### Provided data

····················

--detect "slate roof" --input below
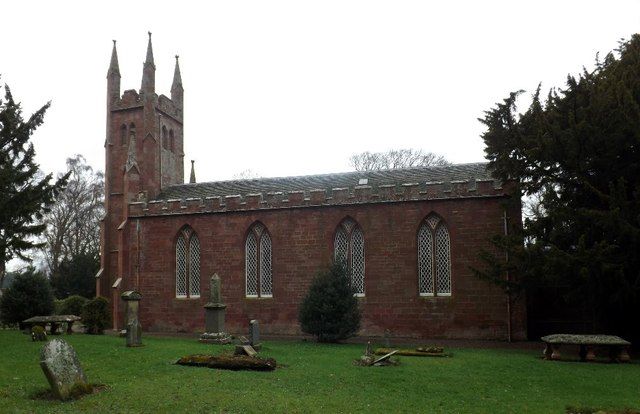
[156,163,493,200]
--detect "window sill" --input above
[418,294,451,300]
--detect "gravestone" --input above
[249,319,262,351]
[200,273,231,344]
[40,338,93,400]
[120,290,142,347]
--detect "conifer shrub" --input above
[298,263,360,342]
[58,295,89,316]
[0,268,54,325]
[81,296,111,335]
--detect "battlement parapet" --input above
[129,179,507,217]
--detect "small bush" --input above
[298,263,360,342]
[82,296,111,335]
[0,268,53,325]
[58,295,89,316]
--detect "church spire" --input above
[140,32,156,94]
[171,55,184,107]
[189,160,196,184]
[107,40,120,105]
[107,40,120,78]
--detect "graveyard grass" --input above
[0,330,640,413]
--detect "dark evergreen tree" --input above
[51,252,100,299]
[298,263,360,342]
[479,35,640,339]
[0,85,67,282]
[0,267,53,325]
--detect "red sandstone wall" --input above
[120,198,526,339]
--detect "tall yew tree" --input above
[481,35,640,340]
[0,85,67,282]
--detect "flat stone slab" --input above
[198,332,231,345]
[22,315,81,324]
[176,354,276,371]
[40,339,93,400]
[374,348,451,358]
[234,345,258,356]
[540,334,631,346]
[373,349,398,364]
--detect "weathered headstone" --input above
[249,319,262,351]
[200,273,231,344]
[40,338,93,400]
[31,325,47,342]
[121,290,142,347]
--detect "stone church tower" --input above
[96,33,184,297]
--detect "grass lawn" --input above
[0,330,640,413]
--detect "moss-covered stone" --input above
[176,354,276,371]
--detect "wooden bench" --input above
[22,315,80,335]
[541,334,631,362]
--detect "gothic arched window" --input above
[334,218,364,296]
[245,223,273,298]
[129,122,136,142]
[162,125,169,150]
[176,227,200,298]
[418,214,451,296]
[120,124,127,146]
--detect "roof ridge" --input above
[163,161,488,191]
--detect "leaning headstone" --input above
[249,319,262,351]
[360,341,375,365]
[31,325,47,342]
[121,290,142,347]
[40,338,93,400]
[200,273,231,344]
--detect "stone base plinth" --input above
[198,332,231,345]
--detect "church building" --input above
[96,34,526,340]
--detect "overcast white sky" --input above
[0,0,640,181]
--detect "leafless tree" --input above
[349,148,450,171]
[43,154,104,274]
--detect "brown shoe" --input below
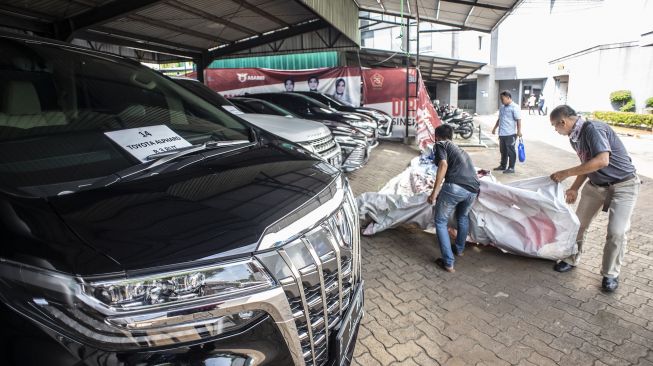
[435,258,456,273]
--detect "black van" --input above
[0,34,363,365]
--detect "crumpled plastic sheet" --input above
[356,156,580,260]
[469,177,580,260]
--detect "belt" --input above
[592,173,637,212]
[592,173,637,188]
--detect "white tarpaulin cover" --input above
[357,158,579,260]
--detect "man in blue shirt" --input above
[492,90,521,174]
[549,105,640,292]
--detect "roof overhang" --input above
[346,48,485,83]
[355,0,523,33]
[0,0,359,62]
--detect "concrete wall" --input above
[434,82,458,105]
[497,80,521,106]
[476,65,499,114]
[547,42,653,112]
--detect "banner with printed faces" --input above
[205,67,361,107]
[363,68,441,148]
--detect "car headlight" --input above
[0,259,275,351]
[298,144,317,154]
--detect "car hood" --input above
[45,143,339,272]
[240,113,331,142]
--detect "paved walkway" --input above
[350,124,653,366]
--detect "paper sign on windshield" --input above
[104,125,193,162]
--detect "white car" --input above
[174,77,342,168]
[234,113,342,167]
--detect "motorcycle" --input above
[440,105,474,139]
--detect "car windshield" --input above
[0,38,250,194]
[236,99,294,117]
[309,94,345,107]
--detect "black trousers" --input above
[499,135,517,169]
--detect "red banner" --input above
[200,67,361,107]
[191,67,440,148]
[363,69,440,148]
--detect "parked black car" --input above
[294,91,392,137]
[0,35,363,366]
[245,92,378,146]
[229,97,370,172]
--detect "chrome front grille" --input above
[347,147,367,163]
[308,134,337,156]
[257,192,360,366]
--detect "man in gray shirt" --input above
[549,105,641,292]
[492,90,521,174]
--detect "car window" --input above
[0,39,249,193]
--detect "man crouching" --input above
[428,125,480,272]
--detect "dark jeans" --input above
[499,135,517,169]
[434,182,476,267]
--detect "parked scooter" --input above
[440,105,474,139]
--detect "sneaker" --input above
[601,277,619,292]
[435,258,456,273]
[553,261,574,272]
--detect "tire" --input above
[456,126,474,140]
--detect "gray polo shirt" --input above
[499,102,521,136]
[569,119,635,184]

····················

### What needs to be done
Transfer the lines starting at the beginning of the entries and ending at the line that contains "[469,177,580,260]", keeping every --detect line and adding 39 to each bounding box coordinate. Leave the pictures out of your answer.

### Result
--detect "slate roof" --input below
[195,202,532,239]
--detect "window sill" --input above
[457,333,490,339]
--detect "gravestone" --input above
[288,358,301,390]
[239,312,270,383]
[79,377,132,439]
[159,329,181,386]
--detect "conifer shrub" --input above
[337,302,399,381]
[97,334,128,355]
[39,307,93,364]
[120,335,150,374]
--detect "battlement parapet" --input above
[168,218,546,256]
--detect "small bush" --input above
[337,302,399,381]
[121,335,150,374]
[39,307,92,364]
[97,334,128,355]
--detect "church spire" --input above
[179,71,195,133]
[210,94,223,146]
[228,199,235,223]
[146,79,159,144]
[146,79,159,117]
--detect "graveyard grass" --input above
[39,369,679,452]
--detect "dark evergreen tree" --input above
[90,291,139,338]
[337,302,399,381]
[518,74,679,378]
[39,124,106,321]
[39,306,92,364]
--detect "red sandstone wall" --input above
[159,237,565,378]
--detect "tall yew tree" --input above
[520,74,679,379]
[39,124,106,321]
--detect "flat stone slab" --input above
[237,371,270,384]
[61,354,120,363]
[215,393,315,410]
[79,378,132,439]
[413,387,490,397]
[273,384,297,395]
[579,373,670,385]
[412,388,437,403]
--detect "weathered headstone" --input above
[288,358,301,390]
[239,312,270,383]
[79,377,132,439]
[70,364,86,381]
[160,329,181,386]
--detect "stone church tower" --input above
[135,72,223,336]
--detect "grass lawn" --input above
[39,369,679,452]
--detect "moss-covered stone" --input above
[215,393,315,410]
--detect "wooden bench" --input above
[61,354,119,374]
[580,373,670,401]
--detect "gothic arched window" --input above
[373,257,403,335]
[284,262,312,337]
[168,161,175,181]
[201,164,208,189]
[215,266,239,337]
[457,253,490,335]
[159,163,166,185]
--detect "roof ridge" --input above
[202,200,527,230]
--detect "leaning headstone" --input above
[288,358,301,390]
[399,380,414,404]
[70,364,86,381]
[160,329,181,386]
[79,377,132,439]
[239,312,270,383]
--detect "stone base plinth" --input above
[237,371,270,384]
--detect "church building" --input above
[135,73,565,379]
--detect "overcast white sky" --input above
[39,39,679,220]
--detect "leafless tree" --input above
[388,187,489,210]
[82,193,143,313]
--detect "brown shoe" --input below
[474,297,495,312]
--detect "black van" --input above
[39,73,402,404]
--detect "crumpled plastic sheet" --input above
[395,195,619,299]
[508,216,619,299]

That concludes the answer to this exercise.